** DATA SUPPLIED follows **

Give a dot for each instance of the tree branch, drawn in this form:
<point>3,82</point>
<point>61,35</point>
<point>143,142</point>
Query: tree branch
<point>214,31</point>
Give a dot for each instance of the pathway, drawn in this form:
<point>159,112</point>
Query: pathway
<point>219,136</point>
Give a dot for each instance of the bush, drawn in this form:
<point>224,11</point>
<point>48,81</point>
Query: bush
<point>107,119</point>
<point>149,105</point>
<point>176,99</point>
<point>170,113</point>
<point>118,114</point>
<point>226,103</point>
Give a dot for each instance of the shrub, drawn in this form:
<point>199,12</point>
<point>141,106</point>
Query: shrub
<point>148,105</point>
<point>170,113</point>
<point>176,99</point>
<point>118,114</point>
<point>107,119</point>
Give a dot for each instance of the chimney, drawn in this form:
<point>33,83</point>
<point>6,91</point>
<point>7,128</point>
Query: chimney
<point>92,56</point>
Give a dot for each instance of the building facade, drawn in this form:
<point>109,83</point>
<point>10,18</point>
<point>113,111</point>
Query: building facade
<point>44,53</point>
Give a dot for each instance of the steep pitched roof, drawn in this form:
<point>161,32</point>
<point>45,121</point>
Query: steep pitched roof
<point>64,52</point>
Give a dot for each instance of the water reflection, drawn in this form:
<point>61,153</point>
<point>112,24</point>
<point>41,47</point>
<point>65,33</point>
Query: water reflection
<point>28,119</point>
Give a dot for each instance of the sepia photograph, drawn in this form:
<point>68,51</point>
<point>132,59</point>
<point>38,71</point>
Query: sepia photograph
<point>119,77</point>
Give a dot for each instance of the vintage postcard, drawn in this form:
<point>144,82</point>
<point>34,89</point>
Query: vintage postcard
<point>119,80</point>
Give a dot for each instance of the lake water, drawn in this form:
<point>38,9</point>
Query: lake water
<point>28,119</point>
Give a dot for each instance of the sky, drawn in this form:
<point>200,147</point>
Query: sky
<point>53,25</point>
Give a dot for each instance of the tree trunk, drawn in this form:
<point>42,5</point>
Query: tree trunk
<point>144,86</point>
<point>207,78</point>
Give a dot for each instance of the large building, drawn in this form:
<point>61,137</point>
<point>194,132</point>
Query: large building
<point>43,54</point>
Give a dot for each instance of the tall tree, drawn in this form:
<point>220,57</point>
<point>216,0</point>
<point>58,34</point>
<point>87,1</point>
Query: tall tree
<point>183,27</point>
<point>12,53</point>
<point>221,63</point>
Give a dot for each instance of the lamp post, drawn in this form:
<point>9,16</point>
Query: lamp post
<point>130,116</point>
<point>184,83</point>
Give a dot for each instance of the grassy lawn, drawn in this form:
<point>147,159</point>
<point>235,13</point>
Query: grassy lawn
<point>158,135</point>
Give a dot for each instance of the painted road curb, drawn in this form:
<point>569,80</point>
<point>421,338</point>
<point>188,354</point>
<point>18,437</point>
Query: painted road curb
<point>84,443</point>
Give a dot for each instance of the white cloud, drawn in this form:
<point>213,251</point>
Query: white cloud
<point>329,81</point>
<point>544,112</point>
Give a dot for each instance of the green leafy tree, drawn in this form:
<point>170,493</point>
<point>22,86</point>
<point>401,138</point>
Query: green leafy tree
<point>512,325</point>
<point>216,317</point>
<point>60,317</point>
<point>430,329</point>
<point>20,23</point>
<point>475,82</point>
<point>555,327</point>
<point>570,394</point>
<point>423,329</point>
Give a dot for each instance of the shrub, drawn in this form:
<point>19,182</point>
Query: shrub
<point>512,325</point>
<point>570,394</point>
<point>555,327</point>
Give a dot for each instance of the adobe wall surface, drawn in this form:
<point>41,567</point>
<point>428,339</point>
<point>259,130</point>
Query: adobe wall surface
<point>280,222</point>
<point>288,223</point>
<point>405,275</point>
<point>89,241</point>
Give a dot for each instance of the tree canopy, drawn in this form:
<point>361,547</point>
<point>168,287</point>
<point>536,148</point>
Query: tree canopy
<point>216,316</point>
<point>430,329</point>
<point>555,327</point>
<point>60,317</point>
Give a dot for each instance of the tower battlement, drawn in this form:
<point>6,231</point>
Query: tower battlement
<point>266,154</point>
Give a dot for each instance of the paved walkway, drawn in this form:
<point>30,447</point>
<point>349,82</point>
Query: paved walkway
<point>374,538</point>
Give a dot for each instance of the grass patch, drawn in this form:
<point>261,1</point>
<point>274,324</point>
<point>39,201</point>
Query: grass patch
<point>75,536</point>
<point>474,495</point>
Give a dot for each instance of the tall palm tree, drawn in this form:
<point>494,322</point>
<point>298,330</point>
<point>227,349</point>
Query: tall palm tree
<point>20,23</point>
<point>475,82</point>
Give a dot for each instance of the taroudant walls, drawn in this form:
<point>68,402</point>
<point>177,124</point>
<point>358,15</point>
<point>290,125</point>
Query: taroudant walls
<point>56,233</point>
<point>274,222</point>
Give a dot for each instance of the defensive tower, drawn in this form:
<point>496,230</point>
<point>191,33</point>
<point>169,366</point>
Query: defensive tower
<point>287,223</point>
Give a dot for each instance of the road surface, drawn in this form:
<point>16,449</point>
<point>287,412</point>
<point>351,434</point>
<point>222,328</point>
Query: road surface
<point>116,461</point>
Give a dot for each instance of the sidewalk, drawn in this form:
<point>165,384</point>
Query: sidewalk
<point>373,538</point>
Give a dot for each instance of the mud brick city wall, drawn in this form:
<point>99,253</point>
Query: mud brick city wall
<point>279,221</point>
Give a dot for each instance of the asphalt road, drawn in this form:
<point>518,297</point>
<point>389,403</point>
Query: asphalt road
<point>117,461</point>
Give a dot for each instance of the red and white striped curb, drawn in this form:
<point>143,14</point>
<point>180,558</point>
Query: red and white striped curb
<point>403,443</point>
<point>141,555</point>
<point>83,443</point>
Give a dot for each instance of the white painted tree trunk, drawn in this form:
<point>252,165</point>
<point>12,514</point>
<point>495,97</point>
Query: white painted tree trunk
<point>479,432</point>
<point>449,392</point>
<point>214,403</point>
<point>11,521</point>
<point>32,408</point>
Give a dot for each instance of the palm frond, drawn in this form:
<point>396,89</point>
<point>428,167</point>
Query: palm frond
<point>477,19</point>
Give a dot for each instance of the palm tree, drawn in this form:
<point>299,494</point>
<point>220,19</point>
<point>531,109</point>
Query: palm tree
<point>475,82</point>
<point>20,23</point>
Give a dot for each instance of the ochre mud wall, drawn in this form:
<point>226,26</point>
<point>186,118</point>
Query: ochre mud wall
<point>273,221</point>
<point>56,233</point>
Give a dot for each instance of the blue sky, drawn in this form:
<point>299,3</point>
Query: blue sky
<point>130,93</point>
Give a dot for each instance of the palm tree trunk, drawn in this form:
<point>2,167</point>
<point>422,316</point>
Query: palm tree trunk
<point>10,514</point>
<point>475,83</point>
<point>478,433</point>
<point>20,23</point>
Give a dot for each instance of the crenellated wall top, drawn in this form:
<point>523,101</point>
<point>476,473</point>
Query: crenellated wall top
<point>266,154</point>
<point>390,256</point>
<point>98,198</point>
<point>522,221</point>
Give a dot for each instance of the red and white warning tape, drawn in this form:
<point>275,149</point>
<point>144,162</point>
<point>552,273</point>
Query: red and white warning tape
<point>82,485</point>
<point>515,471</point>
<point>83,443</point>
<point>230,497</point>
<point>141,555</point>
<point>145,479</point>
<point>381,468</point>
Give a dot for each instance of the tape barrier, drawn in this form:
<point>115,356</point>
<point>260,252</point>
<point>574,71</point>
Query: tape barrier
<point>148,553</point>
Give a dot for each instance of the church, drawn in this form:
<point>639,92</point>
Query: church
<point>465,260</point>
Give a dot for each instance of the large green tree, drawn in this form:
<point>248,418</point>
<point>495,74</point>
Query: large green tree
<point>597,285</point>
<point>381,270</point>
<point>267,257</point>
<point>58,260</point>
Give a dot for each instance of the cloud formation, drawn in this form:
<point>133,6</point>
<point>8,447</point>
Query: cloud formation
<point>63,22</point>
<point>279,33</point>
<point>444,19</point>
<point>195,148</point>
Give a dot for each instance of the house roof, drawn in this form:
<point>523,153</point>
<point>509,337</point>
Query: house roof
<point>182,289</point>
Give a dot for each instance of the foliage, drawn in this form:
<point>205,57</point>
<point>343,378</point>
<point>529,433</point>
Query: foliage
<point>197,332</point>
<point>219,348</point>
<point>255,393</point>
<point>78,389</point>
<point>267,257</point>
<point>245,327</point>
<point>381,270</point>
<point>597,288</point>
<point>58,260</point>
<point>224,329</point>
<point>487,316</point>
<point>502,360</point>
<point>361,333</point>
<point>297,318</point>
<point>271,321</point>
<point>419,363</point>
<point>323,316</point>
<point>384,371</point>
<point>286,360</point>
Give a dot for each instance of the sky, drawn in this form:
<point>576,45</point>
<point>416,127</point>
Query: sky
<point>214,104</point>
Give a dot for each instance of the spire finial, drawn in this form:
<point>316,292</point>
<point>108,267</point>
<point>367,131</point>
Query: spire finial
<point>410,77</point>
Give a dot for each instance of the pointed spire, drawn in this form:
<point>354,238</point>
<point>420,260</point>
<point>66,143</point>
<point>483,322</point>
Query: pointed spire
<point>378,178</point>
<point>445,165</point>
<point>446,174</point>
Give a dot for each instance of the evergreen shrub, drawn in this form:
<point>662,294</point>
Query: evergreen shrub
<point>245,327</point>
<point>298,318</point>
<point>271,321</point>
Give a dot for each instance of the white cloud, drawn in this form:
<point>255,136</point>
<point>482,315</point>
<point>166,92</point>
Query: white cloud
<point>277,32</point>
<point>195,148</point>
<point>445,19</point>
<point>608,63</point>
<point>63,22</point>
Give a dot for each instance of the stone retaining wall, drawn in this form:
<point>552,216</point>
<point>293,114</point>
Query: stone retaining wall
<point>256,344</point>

** End of DATA SUPPLIED **

# DIRECTIONS
Starting at the line that has "<point>227,349</point>" and ending at the line that has "<point>290,125</point>", please write out the lines above exactly, leaving out all others.

# ANSWER FOR THIS EXERCISE
<point>227,349</point>
Query: tall palm tree
<point>20,23</point>
<point>475,82</point>
Give a dot for each instance of the taroudant walls, drawn in this form:
<point>68,402</point>
<point>177,124</point>
<point>358,15</point>
<point>290,125</point>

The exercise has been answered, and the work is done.